(Dataset items)
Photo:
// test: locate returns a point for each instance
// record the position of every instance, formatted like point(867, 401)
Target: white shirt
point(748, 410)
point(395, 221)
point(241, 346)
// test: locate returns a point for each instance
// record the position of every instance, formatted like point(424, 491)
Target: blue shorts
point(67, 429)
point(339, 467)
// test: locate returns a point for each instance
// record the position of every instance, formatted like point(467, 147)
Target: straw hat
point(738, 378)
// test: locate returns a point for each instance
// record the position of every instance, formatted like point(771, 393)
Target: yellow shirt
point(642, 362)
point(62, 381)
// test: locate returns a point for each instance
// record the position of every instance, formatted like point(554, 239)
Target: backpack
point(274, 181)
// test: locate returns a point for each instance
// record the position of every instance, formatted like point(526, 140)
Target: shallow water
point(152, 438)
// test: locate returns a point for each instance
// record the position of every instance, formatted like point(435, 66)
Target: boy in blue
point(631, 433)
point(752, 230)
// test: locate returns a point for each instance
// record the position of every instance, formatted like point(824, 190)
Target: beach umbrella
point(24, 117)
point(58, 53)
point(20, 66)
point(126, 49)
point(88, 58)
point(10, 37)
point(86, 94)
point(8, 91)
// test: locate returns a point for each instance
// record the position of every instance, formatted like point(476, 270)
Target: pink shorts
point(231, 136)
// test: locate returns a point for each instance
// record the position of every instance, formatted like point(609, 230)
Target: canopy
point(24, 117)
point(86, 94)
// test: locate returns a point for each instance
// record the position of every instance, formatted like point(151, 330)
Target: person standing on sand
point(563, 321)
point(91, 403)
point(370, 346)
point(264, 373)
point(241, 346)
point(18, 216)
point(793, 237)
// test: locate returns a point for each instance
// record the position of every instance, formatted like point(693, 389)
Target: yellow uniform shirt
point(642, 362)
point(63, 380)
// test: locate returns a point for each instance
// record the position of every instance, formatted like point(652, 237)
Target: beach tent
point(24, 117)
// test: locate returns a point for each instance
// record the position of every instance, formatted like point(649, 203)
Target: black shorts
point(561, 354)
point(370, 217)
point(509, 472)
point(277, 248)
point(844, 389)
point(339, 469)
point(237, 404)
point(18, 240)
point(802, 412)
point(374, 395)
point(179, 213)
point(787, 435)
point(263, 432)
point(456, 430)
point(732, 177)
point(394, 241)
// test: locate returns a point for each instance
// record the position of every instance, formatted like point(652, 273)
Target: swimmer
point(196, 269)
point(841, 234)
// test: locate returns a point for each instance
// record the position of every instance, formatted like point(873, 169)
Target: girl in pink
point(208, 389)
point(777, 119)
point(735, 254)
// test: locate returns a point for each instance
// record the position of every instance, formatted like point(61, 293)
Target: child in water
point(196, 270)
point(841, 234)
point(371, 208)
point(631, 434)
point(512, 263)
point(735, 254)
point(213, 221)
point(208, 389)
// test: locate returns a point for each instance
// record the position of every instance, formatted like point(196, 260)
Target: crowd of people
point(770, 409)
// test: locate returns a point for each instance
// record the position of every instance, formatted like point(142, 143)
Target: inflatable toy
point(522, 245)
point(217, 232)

What to produce: Can you repeat, word for word, every line above from the one containing "Target: shallow water" down to the one containing "like point(151, 330)", including both?

Output of the exercise:
Target: shallow water
point(152, 438)
// test: locate returns a point for each instance
// record the position of every instance, formatted like point(435, 66)
Target: boy in blue
point(631, 433)
point(752, 230)
// test: locate returns a point for each instance
// record the position of every instance, formatted like point(824, 190)
Target: beach umbrella
point(24, 117)
point(58, 53)
point(20, 66)
point(126, 49)
point(88, 58)
point(10, 37)
point(86, 94)
point(8, 91)
// test: locate returns a point for each instance
// record the position of every instance, formatted like point(476, 270)
Target: pink shorts
point(231, 136)
// test: locate returns a point for each instance
// record the position of every instance, formatted like point(609, 230)
Target: canopy
point(24, 117)
point(86, 94)
// test: locate returns a point for each instance
// record the position of every instance, formatted like point(151, 330)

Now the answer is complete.